# Lesetext
+--

# Metrologic Handscanner einrichten



## meilon (2. September 2006)

Hallo!
Ich habe im Vorbeigehen an einem Mülleimer einen uralten (Naja, 1997 ) Metrologic Handscanner (Bezeichnung MS951) gefunden. Da ich Bastler bin würd ich das Teil gerne verwenden. Das Kabel hatte am Ende einen RJ-45 Anschluss, andem wohl sowas wie ein Konverter für COM-Port/RS-232 steckte.

Weil ich es mit Software einfach nicht zum laufen bringen konnte, hab ich den RJ-45 Stecker abgeschnitten und dann mal mit 5V (stand auf dem Gerät) das Gerät befeuert. Und tadaa, es hat *Pieep* gemacht. Hab dann einen Barcode vor das Gerät gehalten und tadaa, es hat wieder *Pieep* gemacht. Also funktiniert das Gerät. Nur leider habe ich absolut keinen Plan von RS-232 und wie ich das Gerät jetzt an einem PC zum laufen bekomme. Wie finde ich raus, welches der restlichen 8 Kabel für die Barcode-Daten zuständig sind?

Der Scanner ist halt halt und ich finde kein Material mehr dazu!

-meilon


----------

+--

# Daten zur Bearbeitung

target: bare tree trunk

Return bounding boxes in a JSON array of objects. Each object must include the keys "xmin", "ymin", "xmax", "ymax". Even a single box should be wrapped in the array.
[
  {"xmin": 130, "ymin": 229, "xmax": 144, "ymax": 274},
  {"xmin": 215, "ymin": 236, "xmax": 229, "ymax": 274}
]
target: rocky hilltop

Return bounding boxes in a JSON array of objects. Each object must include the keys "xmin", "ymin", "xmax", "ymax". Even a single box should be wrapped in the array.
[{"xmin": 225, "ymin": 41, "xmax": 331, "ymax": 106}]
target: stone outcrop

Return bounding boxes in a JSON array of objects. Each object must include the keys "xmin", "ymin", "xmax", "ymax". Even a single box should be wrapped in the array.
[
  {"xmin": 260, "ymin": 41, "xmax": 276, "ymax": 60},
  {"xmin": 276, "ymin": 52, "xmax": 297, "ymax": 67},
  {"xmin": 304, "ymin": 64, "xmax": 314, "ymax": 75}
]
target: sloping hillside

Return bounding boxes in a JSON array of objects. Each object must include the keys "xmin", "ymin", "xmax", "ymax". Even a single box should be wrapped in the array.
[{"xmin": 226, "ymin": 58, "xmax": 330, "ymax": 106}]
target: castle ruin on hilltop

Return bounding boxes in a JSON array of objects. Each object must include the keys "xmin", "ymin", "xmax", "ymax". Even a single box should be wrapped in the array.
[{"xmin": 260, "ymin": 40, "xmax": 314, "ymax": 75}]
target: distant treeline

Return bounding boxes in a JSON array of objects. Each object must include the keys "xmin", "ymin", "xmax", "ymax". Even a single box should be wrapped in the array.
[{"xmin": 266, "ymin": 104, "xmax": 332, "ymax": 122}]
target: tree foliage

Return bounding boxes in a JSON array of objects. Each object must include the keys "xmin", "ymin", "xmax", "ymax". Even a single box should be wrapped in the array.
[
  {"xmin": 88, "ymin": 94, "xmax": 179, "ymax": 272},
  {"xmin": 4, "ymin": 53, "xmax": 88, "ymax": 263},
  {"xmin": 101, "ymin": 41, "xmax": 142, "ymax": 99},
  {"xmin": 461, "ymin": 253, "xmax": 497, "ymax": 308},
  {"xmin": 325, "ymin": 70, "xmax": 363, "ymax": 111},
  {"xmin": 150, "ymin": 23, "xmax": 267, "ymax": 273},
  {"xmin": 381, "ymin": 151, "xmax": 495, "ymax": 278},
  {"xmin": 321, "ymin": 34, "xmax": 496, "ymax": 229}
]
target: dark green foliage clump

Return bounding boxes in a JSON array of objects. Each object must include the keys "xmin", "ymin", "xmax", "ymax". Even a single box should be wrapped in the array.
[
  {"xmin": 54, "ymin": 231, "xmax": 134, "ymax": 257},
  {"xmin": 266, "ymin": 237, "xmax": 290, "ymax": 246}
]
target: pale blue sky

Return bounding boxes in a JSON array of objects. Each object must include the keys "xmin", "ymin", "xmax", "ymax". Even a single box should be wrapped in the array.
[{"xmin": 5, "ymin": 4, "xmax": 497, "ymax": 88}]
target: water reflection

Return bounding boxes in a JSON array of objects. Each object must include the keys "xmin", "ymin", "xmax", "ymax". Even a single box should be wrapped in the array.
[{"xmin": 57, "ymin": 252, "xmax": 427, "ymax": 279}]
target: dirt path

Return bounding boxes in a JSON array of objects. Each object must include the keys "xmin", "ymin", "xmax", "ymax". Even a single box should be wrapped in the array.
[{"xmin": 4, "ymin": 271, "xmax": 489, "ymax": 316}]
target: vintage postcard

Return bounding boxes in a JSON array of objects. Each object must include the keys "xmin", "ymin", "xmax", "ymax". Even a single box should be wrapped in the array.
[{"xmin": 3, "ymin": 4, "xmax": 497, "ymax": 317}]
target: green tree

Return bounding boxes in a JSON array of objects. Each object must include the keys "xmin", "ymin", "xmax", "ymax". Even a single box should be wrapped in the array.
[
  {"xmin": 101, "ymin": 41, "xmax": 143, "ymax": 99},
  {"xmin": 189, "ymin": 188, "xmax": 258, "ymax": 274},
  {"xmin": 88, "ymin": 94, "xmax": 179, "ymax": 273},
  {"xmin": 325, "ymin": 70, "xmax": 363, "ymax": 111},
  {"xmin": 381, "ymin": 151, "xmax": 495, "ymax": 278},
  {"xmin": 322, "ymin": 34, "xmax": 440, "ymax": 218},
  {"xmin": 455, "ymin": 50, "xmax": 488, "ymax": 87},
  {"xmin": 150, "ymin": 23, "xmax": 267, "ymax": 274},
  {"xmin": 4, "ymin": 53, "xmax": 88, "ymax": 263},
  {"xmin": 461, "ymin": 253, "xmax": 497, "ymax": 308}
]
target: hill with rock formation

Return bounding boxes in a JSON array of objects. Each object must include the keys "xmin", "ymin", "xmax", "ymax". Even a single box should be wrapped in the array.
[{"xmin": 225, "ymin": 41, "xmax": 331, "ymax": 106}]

+--

# Aufgabe A
Zitiere aus dem Forenbeitrag zum Metrologic-Handscanner alles von „Weil ich es“ bis hinunter zu „Barcode-Daten zuständig sind?“.
# Aufgabe B
Filtere aus den Datensätzen jede Zeile heraus, in der das Wort „foliage“ vorkommt.

# Lösung A
Weil ich es mit Software einfach nicht zum laufen bringen konnte, hab ich den RJ-45 Stecker abgeschnitten und dann mal mit 5V (stand auf dem Gerät) das Gerät befeuert. Und tadaa, es hat *Pieep* gemacht. Hab dann einen Barcode vor das Gerät gehalten und tadaa, es hat wieder *Pieep* gemacht. Also funktiniert das Gerät. Nur leider habe ich absolut keinen Plan von RS-232 und wie ich das Gerät jetzt an einem PC zum laufen bekomme. Wie finde ich raus, welches der restlichen 8 Kabel für die Barcode-Daten zuständig sind?

# Lösung B
target: tree foliage
target: dark green foliage clump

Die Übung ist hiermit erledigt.